Instruction A: In the passage about Salameh, how old was he when he walked into the PLO's Amman offices?

Text section:
— START —

Blood and Rage_ A Cultural History of Terrorism - Michael Burleigh [101]
At the age of twenty-five, Salameh had walked into the PLO’s Amman offices during the 1967 Six-Day Arab war with Israel. This was a victory of family sentiment. Salameh’s father had been killed when he was six. His mother, and a sister named Jihad, never allowed him to forget the heroic life of his father, or the ancestral home in Kulleh which the victorious Israelis had flattened. For women, and especially mothers and grandmothers, were crucial in fanning the fires of hatred across the family generations, constantly reminding young males of the great deeds of their fathers, or jolting their emotions with idealised details of a way of life the family and an entire people had lost. It is worth quoting the sort of emotional pressures this super-terrorist was subjected to:
The influence of my father posed a personal problem to me. I grew up in a family which considered struggle a matter of heritage which should be carried on by generation after generation. My upbringing was politicised. I lived the Palestinian cause.
When my father fell as a martyr, Palestine was passed to me, so to speak. My mother wanted me to be another Hassan Salameh at a time when the most any Palestinian could hope for was to live a normal life.
Clearly that included him, for it was not automatic that he wished to become a terrorist:
I wanted to be myself. The fact that I was required to live up to the image of my father created a problem for me. Even as a child, I had to follow a certain pattern of behaviour. I could not afford to live my childhood. I was made constantly conscious of the fact that I was the son of Hassan Salameh and had to live up to that, even without being told how the son of Hassan Salameh should live.

— END —

The records:
— START —

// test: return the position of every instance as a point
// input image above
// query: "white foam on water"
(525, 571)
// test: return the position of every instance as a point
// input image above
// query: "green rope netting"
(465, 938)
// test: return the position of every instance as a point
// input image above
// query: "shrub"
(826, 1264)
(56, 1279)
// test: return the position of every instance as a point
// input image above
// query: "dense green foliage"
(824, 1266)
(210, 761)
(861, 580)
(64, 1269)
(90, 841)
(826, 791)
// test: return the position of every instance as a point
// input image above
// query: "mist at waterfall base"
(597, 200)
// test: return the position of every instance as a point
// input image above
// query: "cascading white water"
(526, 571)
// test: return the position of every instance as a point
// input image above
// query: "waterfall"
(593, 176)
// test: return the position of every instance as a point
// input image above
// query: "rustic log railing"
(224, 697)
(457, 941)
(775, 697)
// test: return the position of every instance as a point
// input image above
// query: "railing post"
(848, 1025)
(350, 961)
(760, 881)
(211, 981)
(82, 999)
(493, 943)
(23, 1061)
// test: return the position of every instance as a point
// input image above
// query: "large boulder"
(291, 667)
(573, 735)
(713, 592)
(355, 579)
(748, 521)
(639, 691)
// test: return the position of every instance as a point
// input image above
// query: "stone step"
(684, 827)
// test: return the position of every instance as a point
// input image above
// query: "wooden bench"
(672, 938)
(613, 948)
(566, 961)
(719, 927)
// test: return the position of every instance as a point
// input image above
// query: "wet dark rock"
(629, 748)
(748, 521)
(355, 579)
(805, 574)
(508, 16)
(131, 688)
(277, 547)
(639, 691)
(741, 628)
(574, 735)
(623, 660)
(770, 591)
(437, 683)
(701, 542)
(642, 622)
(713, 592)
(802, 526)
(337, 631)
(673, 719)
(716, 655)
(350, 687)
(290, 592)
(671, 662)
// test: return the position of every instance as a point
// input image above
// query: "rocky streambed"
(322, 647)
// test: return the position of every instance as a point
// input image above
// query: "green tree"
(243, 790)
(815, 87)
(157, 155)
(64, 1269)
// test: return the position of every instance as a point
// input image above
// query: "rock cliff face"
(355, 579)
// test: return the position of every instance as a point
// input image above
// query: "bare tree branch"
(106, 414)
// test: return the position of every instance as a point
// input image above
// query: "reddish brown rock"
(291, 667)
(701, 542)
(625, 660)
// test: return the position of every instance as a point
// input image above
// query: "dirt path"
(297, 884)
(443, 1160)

— END —

Instruction B: Gather every line of the records that contains the word "white".

Exercise output A: He was twenty-five.

Exercise output B:
// query: "white foam on water"
// query: "cascading white water"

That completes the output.